--- Исходный текст ---

А может, например, начаться шизофренический процесс (независимо от заключения), и это уже будет хроническое заболевание.

Или на фоне заключения может развиться депрессивный эпизод. Его тоже можно вылечить, но это требует времени, и состояние такого человека, его прогноз сильно зависят от условий, в которых он находится.

Кроме того, далеко не все психические расстройства связаны с потерей связи с реальностью. Если рассматривать этот вопрос исключительно с медицинской точки зрения, то, наоборот, таких случаев довольно мало. В основном это расстройства сознания (например, делирий) и тяжелые деменции. В большинстве случаев пациент не полностью оторван от реальности, но имеет определенные особенности во взаимодействии с ней.

— В целом кто за это отвечает?

— Закон «Об охране здоровья» говорит, что в общем случае это сфера ответственности Министерства здравоохранения. В целом я считаю, что проблема в системе государственного управления (или в ее отсутствии), которая в Беларуси создает гораздо больше проблем, чем решает.

Но этот вопрос нужно рассматривать на разных уровнях. Здесь есть и личная ответственность сотрудника, который не оказал помощь или отправил больного в ШИЗО просто потому, что тот болен, и ответственность руководства, и ответственность органов, которые должны осуществлять контроль и надзор (например, прокуратура).

— Почему люди с психическими расстройствами вообще находятся в пенитенциарной системе? Ведь, в гипотезе, им там не место.

— Это не совсем так. Психические заболевания бывают разными, и они не всегда освобождают от ответственности.

Кстати, утверждение, что психически больным «не место» в местах лишения свободы, иногда является проявлением стигмы по отношению к людям с ментальными особенностями. Потому что оно также подразумевает обобщение исключительно по признаку наличия расстройства.

Кроме того, оно часто звучит как «не сажайте их в тюрьму, отправьте их в психбольницу». То есть это все равно про изоляцию, про отстранение и нежелание понимать таких людей. А здоровое общество, на мой взгляд, должно ориентироваться на интеграцию, понимание и принятие друг друга.

Но это все теоретические размышления. А на практике в Беларуси с этой проблемой почти все устроено не так, как должно быть, и очень далеко от здравого смысла. Это системная проблема, и она не существует изолированно. Соответственно, ее нельзя решить отдельным реформированием системы здравоохранения, пенитенциарной системы или экспертизы.

Главная проблема в том, что многие годы государственное управление в Беларуси строится на создании химеры — «уникального беларусского пути». Якобы мы сохраним «лучшее» от советской системы и что-то к этому добавим.

Но в итоге получается куча лозунгов, основанных на пирамиде лжи. Декларируются громкие заявления, создаются какие-то планы, программы (оторванные от реальности еще больше, чем больной в делирии), потом пишутся фальшивые отчеты, доклады, справки и так далее.

--- Входные данные ---
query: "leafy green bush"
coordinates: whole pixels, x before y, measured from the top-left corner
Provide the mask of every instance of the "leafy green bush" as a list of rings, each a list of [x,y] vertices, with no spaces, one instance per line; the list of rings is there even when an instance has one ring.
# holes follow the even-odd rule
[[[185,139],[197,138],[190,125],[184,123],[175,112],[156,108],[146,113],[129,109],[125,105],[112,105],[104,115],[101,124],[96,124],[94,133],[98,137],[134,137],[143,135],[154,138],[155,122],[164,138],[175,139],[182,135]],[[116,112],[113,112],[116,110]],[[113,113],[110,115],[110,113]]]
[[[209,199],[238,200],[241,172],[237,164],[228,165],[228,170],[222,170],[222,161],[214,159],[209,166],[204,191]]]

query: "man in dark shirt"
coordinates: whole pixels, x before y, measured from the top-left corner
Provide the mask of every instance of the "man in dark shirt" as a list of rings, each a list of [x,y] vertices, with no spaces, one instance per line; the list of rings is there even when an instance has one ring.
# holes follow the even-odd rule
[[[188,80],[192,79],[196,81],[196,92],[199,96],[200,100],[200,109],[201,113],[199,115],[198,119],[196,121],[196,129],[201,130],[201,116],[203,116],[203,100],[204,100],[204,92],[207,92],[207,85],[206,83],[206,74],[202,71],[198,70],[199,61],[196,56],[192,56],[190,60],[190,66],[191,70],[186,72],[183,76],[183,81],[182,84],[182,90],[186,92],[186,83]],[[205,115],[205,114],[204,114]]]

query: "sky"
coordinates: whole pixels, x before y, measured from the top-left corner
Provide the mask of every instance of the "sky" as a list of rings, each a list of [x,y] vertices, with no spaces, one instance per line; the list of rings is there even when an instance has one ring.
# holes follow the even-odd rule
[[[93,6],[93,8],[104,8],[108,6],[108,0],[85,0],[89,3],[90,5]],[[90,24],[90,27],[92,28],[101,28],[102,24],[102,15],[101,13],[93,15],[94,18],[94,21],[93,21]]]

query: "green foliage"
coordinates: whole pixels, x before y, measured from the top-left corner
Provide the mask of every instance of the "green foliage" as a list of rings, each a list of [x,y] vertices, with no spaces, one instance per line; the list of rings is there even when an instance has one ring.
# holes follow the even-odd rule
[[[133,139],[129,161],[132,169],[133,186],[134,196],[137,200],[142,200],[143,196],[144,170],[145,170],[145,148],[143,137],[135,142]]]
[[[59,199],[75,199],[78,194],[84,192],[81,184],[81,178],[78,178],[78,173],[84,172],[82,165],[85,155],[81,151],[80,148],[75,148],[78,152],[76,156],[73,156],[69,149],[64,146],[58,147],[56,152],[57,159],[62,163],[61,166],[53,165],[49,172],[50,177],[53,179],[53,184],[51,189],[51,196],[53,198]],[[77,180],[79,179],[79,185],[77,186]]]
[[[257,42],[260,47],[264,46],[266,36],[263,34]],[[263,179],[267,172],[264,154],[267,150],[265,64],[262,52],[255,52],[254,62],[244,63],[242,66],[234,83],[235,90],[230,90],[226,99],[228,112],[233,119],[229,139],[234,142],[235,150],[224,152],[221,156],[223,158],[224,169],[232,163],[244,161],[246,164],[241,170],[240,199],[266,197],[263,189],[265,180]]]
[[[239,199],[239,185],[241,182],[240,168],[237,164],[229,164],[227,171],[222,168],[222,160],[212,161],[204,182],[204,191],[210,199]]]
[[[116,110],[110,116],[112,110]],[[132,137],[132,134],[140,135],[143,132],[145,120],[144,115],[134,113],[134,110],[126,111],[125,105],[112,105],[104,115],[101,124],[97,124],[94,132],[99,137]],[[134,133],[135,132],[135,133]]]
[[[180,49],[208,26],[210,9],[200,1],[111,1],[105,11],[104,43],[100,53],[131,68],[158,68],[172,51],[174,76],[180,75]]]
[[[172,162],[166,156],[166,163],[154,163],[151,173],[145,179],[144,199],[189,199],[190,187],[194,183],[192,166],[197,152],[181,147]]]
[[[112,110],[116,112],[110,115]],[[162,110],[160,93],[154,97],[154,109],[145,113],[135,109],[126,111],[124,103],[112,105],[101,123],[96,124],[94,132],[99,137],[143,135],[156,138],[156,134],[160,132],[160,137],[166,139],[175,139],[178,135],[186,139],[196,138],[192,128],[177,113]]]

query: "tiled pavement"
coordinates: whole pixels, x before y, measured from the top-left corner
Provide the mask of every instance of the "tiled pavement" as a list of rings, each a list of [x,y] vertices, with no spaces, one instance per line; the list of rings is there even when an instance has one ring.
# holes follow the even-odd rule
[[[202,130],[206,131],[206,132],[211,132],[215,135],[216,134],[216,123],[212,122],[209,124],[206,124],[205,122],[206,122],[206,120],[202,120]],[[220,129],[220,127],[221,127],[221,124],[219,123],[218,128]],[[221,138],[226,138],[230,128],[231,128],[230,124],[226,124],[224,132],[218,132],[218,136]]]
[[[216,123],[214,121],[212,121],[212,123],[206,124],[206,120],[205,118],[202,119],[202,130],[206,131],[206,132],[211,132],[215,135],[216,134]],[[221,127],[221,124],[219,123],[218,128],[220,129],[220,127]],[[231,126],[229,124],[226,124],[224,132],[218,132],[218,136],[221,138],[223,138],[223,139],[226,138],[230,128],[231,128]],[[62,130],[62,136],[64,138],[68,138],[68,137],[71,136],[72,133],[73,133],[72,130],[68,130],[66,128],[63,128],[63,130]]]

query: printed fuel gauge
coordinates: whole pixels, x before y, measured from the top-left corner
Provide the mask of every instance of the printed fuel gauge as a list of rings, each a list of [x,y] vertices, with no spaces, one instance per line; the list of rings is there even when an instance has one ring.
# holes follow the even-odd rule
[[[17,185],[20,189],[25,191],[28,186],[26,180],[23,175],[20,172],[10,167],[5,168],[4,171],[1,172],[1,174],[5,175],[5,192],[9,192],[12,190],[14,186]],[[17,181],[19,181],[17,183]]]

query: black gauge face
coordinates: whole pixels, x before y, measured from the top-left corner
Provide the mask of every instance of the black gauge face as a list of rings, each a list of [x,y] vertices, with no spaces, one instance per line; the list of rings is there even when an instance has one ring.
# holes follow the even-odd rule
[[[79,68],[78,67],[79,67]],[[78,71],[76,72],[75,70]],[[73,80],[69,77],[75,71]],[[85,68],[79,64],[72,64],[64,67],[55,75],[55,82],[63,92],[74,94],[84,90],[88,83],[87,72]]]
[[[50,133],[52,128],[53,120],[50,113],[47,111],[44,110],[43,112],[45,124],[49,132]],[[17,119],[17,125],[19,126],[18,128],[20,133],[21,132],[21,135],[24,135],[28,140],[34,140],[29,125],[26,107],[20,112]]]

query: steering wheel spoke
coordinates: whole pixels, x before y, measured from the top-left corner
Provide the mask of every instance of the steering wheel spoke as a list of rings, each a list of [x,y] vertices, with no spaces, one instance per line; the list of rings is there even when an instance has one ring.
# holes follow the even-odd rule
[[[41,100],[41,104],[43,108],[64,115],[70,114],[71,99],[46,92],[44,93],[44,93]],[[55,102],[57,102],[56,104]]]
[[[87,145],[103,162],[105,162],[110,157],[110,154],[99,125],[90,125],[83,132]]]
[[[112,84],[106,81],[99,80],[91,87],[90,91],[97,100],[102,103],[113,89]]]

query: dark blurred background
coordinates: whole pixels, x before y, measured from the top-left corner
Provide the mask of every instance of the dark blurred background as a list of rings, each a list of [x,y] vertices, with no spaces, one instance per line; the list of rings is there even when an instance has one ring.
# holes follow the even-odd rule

--- Задание ---
Ответьте на вопросы по тексту.
1. Какие расстройства, согласно тексту, в основном связаны с потерей связи с реальностью?
2. Какой закон упоминается в тексте и к чьей сфере ответственности он относит эту проблему в общем случае?
3. Какой орган назван в тексте примером органов, которые должны осуществлять контроль и надзор?

--- Ваше решение ---
1. Расстройства сознания (например, делирий) и тяжелые деменции.
2. Закон «Об охране здоровья»; по нему это сфера ответственности Министерства здравоохранения.
3. Прокуратура.